# Work to be completed:
Starting from the line containing "car with a single marker.", write out the rest of the entries exactly, through the final line, including nothing else.

[BEGIN Data shown]

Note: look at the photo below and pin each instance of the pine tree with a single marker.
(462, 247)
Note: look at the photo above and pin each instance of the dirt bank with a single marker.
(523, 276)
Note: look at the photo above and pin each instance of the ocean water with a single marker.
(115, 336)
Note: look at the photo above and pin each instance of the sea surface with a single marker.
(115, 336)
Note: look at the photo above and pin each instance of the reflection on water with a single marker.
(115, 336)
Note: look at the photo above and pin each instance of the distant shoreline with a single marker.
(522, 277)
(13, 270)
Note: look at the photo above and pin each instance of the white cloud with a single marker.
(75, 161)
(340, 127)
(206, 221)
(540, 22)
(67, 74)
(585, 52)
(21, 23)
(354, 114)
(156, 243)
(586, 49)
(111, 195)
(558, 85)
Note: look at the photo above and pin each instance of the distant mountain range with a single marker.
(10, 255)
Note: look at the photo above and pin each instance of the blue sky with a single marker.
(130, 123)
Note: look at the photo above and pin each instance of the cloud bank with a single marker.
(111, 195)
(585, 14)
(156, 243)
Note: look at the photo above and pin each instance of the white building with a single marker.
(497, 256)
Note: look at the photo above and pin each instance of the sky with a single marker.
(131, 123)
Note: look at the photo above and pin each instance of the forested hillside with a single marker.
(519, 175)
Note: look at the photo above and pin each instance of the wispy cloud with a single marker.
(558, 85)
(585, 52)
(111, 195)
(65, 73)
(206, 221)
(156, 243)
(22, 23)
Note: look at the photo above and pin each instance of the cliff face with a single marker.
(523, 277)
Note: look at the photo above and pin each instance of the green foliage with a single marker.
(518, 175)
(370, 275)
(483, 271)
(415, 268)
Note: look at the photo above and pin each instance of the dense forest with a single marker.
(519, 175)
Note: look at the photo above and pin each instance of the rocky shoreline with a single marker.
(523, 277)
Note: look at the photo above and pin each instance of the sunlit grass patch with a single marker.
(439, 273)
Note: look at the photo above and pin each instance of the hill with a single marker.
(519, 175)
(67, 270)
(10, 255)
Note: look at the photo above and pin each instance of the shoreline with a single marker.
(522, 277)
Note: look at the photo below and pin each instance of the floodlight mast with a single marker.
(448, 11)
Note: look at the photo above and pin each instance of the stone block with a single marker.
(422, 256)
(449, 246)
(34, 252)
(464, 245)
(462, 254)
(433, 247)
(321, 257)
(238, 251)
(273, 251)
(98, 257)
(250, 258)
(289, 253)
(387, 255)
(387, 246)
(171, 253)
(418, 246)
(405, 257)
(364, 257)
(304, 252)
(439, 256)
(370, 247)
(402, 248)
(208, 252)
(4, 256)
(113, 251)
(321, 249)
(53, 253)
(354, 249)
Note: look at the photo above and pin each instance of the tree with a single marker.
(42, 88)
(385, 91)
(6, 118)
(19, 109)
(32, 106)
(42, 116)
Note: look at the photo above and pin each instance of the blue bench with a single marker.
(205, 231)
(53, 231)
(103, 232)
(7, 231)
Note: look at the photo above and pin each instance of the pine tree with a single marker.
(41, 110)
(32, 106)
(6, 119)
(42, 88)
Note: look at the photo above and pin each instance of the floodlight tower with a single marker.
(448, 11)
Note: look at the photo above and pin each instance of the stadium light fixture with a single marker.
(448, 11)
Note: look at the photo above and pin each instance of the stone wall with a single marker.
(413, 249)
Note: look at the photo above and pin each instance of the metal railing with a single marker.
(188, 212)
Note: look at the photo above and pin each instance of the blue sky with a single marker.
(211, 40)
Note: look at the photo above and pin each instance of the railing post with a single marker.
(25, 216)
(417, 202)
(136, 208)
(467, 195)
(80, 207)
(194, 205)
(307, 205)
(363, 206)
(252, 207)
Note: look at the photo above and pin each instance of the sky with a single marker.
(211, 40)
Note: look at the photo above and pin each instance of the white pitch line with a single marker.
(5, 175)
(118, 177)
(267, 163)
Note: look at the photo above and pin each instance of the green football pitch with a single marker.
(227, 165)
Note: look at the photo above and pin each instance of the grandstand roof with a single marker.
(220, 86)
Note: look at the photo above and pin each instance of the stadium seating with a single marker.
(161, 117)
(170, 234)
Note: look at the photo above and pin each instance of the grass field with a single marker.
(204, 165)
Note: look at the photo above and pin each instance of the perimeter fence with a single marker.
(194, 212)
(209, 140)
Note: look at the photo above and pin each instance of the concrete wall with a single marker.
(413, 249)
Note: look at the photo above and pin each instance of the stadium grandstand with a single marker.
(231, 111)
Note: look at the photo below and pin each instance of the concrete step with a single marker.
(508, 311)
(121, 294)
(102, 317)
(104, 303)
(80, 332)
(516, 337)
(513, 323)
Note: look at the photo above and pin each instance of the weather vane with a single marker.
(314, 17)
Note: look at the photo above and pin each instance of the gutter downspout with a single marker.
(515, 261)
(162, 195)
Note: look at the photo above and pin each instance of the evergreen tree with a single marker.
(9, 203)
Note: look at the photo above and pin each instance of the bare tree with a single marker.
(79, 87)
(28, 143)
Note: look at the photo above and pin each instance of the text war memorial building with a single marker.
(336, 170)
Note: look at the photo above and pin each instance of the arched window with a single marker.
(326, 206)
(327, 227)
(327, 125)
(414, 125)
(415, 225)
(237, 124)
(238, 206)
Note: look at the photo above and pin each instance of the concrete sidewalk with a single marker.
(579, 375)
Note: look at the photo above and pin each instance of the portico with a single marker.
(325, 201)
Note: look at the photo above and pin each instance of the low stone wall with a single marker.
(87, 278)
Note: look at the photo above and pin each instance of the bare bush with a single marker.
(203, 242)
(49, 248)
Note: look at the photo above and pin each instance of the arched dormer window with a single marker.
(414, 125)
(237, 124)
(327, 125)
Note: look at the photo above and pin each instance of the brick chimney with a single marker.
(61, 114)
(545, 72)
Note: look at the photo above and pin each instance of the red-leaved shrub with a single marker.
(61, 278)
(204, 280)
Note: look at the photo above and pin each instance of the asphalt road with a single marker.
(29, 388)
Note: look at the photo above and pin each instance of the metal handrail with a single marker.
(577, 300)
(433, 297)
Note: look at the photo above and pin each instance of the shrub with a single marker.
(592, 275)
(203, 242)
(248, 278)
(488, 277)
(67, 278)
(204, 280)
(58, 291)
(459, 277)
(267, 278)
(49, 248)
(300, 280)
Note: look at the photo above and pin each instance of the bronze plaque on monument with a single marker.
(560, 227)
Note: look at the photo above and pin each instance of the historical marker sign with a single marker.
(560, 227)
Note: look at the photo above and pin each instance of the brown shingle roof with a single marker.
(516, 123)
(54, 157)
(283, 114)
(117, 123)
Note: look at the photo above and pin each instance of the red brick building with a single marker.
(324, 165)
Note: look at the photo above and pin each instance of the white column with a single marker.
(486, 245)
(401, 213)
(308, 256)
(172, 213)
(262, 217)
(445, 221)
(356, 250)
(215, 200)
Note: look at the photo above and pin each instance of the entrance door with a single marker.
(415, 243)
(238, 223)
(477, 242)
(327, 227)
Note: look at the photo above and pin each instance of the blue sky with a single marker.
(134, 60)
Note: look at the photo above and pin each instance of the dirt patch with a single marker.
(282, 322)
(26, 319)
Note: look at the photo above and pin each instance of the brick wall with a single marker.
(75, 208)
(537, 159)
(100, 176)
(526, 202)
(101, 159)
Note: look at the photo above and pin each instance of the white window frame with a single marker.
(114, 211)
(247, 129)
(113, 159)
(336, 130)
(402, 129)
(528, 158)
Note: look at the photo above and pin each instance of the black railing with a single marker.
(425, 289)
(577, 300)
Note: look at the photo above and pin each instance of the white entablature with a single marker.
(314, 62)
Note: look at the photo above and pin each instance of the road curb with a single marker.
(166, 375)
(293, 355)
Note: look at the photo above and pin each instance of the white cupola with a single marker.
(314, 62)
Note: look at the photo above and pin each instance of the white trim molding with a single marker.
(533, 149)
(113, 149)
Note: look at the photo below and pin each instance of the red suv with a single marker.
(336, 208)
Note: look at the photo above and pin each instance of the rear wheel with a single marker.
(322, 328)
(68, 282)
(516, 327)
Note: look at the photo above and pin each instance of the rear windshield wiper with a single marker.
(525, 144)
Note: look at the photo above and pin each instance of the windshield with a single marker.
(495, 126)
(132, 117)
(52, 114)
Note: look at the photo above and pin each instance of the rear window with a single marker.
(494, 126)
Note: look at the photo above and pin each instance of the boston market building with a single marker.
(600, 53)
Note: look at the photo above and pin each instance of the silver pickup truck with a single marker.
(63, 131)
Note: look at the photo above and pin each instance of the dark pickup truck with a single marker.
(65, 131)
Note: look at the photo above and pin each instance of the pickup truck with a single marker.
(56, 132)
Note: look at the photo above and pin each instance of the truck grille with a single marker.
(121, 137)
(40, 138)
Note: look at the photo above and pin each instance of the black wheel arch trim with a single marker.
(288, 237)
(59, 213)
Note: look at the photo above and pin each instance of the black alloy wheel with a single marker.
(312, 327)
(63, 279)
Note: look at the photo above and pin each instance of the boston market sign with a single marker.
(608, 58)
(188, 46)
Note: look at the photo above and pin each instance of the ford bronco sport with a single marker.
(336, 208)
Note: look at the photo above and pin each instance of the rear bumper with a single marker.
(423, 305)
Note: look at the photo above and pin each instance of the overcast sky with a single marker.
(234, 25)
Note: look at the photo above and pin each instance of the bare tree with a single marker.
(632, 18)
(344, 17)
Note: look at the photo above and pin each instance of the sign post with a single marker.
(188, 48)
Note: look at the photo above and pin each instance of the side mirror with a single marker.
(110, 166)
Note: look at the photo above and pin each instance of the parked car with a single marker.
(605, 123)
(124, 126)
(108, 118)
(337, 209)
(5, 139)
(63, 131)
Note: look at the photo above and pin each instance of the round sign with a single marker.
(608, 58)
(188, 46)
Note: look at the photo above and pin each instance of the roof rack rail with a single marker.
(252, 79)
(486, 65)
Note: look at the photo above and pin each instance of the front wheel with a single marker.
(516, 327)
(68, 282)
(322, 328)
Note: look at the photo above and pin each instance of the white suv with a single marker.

[END Data shown]

# Finished task:
Note: look at the photo above and pin each instance of the parked car with a single marker.
(605, 123)
(124, 126)
(108, 118)
(337, 209)
(5, 139)
(63, 131)
Note: look at the photo above and pin each instance of the round sign with a single marker.
(608, 58)
(188, 46)
Note: look at the photo above and pin each instance of the roof rack rail with a single marker.
(252, 79)
(486, 65)
Note: look at the photo above and pin each instance of the front wheel with a single marker.
(516, 327)
(68, 282)
(322, 328)
Note: look at the photo above and pin each instance of the white suv with a single marker.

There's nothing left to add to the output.